(Work instructions) Copy out every line in the records below that contains the string "mask". Only exact case matches count.

(Records for the task)

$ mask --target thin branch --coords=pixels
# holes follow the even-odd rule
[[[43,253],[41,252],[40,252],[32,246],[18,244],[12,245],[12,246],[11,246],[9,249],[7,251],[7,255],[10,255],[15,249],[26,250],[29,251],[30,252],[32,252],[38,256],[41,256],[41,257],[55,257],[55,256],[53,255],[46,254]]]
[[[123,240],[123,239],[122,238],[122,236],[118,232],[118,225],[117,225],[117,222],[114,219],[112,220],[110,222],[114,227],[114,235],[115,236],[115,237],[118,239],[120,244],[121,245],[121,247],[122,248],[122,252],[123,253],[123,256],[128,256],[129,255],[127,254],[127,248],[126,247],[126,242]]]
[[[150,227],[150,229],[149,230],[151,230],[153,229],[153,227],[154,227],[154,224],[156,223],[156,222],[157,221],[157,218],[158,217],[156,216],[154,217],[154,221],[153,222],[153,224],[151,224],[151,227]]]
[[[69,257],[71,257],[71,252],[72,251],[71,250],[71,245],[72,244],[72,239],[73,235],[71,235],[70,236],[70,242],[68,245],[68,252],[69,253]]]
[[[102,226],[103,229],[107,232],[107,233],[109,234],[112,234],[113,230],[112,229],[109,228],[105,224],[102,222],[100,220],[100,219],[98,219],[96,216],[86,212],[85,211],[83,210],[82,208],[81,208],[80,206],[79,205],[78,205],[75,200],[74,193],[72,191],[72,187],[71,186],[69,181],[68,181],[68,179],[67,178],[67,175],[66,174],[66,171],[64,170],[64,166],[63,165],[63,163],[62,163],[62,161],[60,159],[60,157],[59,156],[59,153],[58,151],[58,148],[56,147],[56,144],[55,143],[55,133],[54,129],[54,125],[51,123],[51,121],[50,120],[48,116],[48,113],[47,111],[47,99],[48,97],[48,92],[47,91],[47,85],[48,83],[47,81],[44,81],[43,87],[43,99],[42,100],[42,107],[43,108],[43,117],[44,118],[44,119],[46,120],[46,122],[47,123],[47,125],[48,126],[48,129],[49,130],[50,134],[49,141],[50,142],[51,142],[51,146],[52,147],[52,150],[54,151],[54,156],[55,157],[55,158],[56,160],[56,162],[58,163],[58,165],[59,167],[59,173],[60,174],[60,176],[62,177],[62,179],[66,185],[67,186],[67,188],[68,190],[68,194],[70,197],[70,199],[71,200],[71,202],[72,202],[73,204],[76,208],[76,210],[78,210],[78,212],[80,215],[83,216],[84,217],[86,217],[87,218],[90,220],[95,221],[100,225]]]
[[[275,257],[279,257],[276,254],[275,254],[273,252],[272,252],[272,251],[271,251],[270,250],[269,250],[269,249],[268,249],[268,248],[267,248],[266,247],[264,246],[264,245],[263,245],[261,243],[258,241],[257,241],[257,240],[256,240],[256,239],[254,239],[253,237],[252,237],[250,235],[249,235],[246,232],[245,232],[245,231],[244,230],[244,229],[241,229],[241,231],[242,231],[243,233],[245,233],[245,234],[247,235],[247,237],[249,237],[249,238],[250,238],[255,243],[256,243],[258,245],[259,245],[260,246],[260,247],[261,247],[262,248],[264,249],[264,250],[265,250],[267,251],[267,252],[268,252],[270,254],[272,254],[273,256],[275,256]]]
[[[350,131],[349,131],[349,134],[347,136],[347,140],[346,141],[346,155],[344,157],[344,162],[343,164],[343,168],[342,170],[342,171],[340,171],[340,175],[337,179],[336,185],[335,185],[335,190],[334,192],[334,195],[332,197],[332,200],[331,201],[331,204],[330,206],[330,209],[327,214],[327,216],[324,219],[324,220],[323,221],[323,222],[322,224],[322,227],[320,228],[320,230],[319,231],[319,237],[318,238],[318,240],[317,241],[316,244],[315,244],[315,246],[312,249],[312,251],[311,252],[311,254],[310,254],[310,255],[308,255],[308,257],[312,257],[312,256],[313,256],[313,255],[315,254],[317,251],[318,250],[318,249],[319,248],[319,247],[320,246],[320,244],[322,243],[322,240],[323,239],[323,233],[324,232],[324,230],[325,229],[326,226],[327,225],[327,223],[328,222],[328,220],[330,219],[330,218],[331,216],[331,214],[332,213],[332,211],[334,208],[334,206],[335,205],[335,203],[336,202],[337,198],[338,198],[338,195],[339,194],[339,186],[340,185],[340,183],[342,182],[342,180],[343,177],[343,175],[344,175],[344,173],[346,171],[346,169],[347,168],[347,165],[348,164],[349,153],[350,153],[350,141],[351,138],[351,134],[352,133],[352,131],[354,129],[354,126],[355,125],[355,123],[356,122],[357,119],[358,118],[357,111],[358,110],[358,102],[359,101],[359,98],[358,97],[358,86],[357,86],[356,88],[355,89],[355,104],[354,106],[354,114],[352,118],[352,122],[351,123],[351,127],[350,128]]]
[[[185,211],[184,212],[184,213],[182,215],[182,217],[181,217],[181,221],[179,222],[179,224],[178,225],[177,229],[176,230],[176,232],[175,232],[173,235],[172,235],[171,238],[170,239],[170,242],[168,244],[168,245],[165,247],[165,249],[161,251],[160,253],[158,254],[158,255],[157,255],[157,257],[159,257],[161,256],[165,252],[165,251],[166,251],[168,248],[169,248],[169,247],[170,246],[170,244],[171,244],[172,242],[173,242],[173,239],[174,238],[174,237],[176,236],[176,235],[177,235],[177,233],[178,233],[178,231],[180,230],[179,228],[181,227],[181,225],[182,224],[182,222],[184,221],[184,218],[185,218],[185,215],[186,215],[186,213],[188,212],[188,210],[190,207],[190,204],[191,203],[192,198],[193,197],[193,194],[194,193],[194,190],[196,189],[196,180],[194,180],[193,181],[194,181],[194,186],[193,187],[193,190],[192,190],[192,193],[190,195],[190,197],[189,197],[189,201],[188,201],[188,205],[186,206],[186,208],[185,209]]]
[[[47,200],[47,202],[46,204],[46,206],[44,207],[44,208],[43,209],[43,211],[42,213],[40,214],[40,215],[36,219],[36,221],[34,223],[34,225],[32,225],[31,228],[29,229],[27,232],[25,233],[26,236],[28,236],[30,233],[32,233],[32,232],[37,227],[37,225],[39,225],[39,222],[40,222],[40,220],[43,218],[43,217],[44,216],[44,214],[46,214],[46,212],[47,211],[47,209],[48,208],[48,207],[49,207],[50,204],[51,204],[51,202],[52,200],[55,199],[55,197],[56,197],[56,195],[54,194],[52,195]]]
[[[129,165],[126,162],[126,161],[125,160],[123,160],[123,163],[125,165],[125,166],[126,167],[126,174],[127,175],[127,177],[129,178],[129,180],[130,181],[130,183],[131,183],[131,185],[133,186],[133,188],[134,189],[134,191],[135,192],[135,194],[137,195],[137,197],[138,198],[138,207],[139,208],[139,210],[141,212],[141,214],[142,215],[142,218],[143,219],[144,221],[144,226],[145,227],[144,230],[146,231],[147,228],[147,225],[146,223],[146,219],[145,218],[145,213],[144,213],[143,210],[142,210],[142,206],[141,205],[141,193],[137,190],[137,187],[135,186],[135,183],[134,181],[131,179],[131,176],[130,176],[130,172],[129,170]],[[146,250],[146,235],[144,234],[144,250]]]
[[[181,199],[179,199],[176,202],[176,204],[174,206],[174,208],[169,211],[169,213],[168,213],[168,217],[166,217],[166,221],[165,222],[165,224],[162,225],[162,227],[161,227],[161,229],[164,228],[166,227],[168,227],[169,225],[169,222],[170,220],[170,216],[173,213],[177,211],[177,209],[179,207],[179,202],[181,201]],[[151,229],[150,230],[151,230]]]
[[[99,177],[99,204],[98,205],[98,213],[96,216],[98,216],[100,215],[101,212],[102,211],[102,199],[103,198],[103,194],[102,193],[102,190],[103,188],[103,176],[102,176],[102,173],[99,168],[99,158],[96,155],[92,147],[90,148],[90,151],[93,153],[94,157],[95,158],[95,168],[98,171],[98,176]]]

...

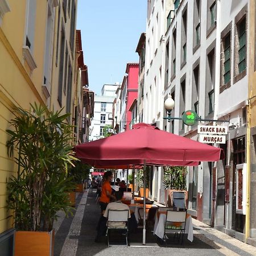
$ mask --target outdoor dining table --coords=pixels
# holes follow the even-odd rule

* * *

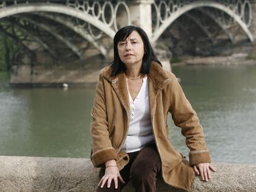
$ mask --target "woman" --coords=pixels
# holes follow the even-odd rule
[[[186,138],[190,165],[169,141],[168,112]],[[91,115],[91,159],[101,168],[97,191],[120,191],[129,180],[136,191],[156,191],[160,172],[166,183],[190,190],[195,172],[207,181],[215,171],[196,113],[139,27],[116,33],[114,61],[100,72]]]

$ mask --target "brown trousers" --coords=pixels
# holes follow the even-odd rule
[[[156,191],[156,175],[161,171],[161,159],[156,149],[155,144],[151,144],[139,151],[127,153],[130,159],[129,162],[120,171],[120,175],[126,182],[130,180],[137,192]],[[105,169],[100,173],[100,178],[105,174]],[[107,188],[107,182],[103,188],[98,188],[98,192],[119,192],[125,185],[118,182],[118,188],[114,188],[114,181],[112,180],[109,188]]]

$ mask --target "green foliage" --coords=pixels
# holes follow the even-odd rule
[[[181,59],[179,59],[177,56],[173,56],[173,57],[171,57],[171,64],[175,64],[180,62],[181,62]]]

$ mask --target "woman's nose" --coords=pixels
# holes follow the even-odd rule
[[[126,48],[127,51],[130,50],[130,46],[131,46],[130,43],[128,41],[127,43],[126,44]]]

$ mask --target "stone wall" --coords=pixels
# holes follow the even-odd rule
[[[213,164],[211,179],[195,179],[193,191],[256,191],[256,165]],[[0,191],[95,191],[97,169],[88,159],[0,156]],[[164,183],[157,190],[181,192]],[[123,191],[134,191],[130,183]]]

(Answer to the problem)
$ mask --target thin branch --coords=pixels
$ mask --target outdoor dining table --coords=pixels
$ mask --target "woman" --coords=pixels
$ mask --target "brown trousers" --coords=pixels
$ mask --target "green foliage" --coords=pixels
$ mask --target "woman's nose" --coords=pixels
$ mask --target "stone wall" --coords=pixels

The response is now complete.